:: Your task ::
The full listing, start to finish: write it out again exactly.

:: Task material ::
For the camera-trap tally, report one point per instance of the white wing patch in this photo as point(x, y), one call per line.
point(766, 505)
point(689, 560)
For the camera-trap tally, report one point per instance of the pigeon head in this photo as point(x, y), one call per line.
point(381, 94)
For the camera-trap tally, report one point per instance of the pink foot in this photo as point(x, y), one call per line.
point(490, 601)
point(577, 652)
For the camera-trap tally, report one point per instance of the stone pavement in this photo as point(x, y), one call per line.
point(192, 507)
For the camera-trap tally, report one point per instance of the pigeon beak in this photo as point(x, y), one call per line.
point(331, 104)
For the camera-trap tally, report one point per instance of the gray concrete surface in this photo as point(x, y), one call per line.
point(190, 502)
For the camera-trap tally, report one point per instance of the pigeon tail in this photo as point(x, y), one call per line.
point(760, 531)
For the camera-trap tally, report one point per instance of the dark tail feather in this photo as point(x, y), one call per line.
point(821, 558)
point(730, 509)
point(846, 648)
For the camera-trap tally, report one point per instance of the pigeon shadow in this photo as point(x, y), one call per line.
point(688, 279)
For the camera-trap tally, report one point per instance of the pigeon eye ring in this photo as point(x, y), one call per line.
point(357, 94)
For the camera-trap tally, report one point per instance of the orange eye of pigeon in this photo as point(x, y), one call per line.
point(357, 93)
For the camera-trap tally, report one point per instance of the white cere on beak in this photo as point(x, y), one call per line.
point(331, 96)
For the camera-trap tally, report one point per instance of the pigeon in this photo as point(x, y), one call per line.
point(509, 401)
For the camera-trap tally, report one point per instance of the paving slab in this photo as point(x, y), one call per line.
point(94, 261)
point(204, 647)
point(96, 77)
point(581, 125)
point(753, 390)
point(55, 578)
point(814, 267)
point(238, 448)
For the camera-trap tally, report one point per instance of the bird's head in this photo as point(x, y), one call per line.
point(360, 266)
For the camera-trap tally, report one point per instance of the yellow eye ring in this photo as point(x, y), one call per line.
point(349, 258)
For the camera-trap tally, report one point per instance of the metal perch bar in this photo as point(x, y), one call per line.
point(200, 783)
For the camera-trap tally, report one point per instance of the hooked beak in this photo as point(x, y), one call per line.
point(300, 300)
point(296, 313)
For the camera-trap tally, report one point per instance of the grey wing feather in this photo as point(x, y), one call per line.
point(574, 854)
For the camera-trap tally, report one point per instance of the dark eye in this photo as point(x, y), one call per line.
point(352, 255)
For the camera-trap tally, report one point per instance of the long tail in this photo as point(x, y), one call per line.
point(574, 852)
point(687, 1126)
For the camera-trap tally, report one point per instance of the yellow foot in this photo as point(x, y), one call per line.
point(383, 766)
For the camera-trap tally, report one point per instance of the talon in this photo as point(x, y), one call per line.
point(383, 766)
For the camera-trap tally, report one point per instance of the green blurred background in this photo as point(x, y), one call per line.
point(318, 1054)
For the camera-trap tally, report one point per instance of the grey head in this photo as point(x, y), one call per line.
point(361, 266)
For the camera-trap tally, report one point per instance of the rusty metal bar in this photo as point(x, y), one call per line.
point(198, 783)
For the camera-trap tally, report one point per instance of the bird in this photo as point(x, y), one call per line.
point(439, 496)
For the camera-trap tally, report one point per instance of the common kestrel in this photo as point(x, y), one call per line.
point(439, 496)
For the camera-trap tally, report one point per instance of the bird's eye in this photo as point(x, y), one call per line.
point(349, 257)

:: The answer ::
For the camera-trap tally, report one point per instance of the white wing patch in this photo as point(x, y), one call per line.
point(766, 505)
point(689, 560)
For the camera-trap tally, report one point per instance of the pigeon head in this photo as point(x, y), one call per line.
point(381, 94)
For the camera-trap tally, report one point per instance of the pink foot in this photo as point(x, y), one call per line.
point(490, 601)
point(577, 652)
For the camera-trap tally, report one point per instance of the stone pavement in this photo as point(x, y), one call per line.
point(192, 507)
For the camera-trap tally, report one point per instance of the pigeon beak in this photo as point(x, y), one call per line.
point(331, 104)
For the camera-trap tally, report one point per instance of the gray concrete surface in this photo as point(x, y), one call per line.
point(190, 502)
For the camera-trap tally, report one point per instance of the pigeon tail in this photo as point(x, y), one call per line.
point(760, 531)
For the camera-trap tally, report one point per instance of the dark tail feather in this photo as point(x, y), one call per line.
point(821, 558)
point(730, 509)
point(846, 648)
For the camera-trap tally, report one point per instance of the pigeon shadow in this photo as point(x, y), one call per line.
point(688, 279)
For the camera-trap tally, report one point per instance of the pigeon eye ring in this photo as point(x, y), one call per line.
point(357, 94)
For the camera-trap tally, report one point per instance of the orange eye of pigeon in this photo as point(x, y), one call per line.
point(357, 93)
For the camera-trap tally, report one point per instance of the white cere on beak in this photo as point(x, y), one call per line.
point(331, 96)
For the camera-trap tally, report one point per instance of the pigeon in this photo as point(x, y), one call per line.
point(509, 401)
For the camera-trap tally, report one point per instance of the paving slab in this photo as point(x, y), one call per line.
point(94, 261)
point(204, 647)
point(96, 77)
point(581, 125)
point(753, 390)
point(55, 578)
point(814, 267)
point(238, 448)
For the camera-trap tally, report one point per instance of the bird's head in this photo as point(x, y), one call per line.
point(360, 266)
For the camera-trap tally, report one point per instance of the yellow eye ring in this photo as point(x, y), one call per line.
point(349, 258)
For the camera-trap tally, report one point per instance of the metal perch bar in this photo as point(x, y), one call per line.
point(200, 783)
For the camera-trap tally, report one point per instance of the hooked beak in this photo as point(x, y), one call per line.
point(300, 300)
point(296, 313)
For the camera-trap tally, report one point per instance of the grey wing feather in this photo as point(x, y), one call per line.
point(574, 854)
For the camera-trap tally, report one point per instance of the dark eye in this photo as point(x, y), one call per line.
point(352, 255)
For the camera-trap tally, report one point per instance of the long tail in this photo as point(x, y), one call per line.
point(574, 852)
point(687, 1126)
For the camera-trap tally, report one point per instance of the yellow foot in this photo as point(x, y), one call per line.
point(383, 766)
For the camera-trap tally, report one point per instance of the talon in this photo as point(x, y), one call per line.
point(383, 766)
For the camera-trap tally, report one point per instance of the green blurred background in this photo as point(x, y), one call per line.
point(318, 1054)
For the camera-trap tally, report one point per instance of the grey head in this photo as point(x, y), one call per line.
point(361, 266)
For the camera-trap tally, report one point per instance of the rusty metal bar in this photo as point(x, y), one call per line.
point(198, 783)
For the camera-trap tally, report one point per instance of the bird in this photo as point(x, y), one call per line.
point(439, 496)
For the camera-trap tally, report one point per instance of the common kestrel in this photo as point(x, y), one call per line.
point(439, 496)
For the camera-trap tally, report one point per instance of the bird's eye in this photo as point(x, y), one call per line.
point(349, 257)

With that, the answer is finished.